## Start

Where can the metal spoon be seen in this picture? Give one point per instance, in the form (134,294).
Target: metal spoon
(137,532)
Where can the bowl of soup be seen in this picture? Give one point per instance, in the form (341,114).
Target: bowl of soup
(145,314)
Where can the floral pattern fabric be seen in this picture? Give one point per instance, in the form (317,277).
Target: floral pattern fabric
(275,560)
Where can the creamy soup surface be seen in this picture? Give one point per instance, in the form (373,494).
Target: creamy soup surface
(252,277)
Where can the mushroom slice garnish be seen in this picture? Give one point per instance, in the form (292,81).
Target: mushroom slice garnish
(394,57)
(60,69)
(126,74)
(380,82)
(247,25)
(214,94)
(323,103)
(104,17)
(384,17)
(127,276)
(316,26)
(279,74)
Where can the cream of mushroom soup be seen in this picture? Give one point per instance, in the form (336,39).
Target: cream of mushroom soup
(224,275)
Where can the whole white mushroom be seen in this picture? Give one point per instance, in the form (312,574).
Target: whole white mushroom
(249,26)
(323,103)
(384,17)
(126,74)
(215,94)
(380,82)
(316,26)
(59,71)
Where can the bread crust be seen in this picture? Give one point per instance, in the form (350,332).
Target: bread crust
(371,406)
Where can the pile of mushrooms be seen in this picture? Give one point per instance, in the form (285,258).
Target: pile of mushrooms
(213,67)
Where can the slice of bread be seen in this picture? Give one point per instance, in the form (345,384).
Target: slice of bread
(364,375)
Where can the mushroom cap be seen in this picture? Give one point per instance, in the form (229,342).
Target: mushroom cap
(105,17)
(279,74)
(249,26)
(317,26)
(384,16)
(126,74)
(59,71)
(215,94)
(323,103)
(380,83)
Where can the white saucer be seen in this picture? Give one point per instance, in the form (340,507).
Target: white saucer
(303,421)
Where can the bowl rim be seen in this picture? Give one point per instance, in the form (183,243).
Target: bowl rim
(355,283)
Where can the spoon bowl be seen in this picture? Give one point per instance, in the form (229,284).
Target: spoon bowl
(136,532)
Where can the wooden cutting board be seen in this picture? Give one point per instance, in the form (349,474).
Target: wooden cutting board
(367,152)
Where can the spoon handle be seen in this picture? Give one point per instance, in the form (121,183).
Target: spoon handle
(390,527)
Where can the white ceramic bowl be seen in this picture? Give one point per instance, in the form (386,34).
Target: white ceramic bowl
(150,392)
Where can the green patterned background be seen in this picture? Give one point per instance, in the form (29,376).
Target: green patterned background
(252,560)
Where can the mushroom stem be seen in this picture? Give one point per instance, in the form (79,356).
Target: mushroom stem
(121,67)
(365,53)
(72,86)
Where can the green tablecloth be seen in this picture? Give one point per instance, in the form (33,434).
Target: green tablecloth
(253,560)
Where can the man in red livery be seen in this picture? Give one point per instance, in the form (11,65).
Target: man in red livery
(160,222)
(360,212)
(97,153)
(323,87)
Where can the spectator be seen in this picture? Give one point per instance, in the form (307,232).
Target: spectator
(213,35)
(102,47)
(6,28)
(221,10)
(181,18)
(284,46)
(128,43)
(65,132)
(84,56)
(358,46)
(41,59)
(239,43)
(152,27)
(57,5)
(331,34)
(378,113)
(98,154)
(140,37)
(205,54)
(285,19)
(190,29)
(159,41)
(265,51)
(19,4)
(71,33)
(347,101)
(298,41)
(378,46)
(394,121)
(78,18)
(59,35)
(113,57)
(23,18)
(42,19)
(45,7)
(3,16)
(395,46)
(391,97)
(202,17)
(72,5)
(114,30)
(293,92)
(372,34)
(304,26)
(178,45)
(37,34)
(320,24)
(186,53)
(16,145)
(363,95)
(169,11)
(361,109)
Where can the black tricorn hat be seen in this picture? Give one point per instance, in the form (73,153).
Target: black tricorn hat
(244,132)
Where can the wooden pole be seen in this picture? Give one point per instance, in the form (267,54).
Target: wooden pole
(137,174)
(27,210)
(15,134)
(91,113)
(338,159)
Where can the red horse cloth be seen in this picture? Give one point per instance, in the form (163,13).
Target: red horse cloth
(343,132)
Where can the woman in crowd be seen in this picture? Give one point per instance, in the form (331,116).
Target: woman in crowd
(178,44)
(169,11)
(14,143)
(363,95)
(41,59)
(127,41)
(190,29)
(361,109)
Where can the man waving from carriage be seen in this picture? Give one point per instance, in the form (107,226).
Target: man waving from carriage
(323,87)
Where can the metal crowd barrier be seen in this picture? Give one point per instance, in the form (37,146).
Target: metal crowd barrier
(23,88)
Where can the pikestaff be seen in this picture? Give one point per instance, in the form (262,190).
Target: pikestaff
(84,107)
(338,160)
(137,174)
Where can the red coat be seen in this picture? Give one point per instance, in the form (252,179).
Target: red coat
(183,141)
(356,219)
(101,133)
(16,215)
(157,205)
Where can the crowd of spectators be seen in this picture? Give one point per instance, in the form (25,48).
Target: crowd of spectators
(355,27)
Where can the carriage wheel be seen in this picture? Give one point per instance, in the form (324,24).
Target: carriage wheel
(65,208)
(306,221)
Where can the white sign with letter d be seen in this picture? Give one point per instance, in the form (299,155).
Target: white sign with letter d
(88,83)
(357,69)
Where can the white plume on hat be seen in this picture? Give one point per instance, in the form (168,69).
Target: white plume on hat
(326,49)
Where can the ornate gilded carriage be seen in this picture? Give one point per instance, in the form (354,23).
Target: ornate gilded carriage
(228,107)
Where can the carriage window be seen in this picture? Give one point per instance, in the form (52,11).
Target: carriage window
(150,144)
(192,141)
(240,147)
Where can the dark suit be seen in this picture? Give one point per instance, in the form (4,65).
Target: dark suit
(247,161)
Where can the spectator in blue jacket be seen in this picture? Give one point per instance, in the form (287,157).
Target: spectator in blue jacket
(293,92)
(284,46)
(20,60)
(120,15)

## End
## Start

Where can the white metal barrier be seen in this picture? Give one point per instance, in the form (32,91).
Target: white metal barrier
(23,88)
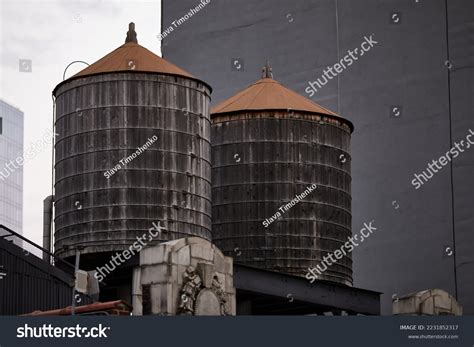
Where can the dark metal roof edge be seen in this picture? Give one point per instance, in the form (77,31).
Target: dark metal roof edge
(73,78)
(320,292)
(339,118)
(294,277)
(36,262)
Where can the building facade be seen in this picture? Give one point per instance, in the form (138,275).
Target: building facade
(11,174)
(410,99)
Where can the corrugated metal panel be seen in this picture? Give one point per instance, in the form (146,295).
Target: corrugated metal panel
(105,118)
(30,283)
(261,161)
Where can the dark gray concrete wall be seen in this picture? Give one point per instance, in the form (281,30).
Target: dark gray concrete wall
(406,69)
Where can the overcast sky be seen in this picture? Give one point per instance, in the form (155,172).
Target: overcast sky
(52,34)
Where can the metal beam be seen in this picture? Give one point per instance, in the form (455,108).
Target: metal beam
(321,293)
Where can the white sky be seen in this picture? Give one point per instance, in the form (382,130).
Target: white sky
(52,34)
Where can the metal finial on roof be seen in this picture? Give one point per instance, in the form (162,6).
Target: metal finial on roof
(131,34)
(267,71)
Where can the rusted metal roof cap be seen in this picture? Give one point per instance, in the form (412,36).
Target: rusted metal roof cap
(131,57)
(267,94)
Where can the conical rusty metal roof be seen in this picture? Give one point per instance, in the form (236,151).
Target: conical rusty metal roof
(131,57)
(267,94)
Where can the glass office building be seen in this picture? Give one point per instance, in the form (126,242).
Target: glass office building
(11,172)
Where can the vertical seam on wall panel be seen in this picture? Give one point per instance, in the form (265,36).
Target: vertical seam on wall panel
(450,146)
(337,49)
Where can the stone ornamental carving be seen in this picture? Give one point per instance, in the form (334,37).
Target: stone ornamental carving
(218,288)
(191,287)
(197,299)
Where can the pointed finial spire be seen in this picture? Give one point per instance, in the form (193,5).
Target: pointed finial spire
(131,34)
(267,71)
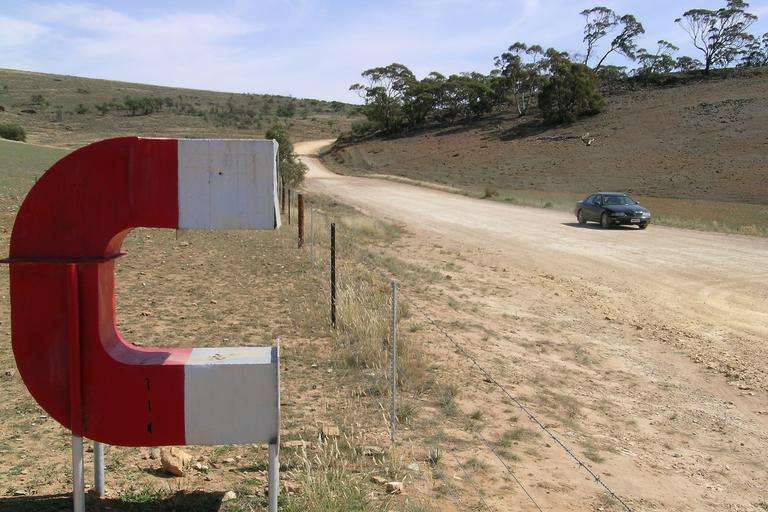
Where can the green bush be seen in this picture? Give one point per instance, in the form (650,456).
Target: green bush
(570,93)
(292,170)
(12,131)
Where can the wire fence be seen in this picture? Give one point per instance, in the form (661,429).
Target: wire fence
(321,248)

## End

Return every row that contains the word "building".

### [In response]
Where can the building facade be seen in this picture? Give one point per instance, in the form (138,275).
Target: building facade
Where can the glass office building be seen in this picture? Give one point per instance, in the form (126,242).
Target: glass office building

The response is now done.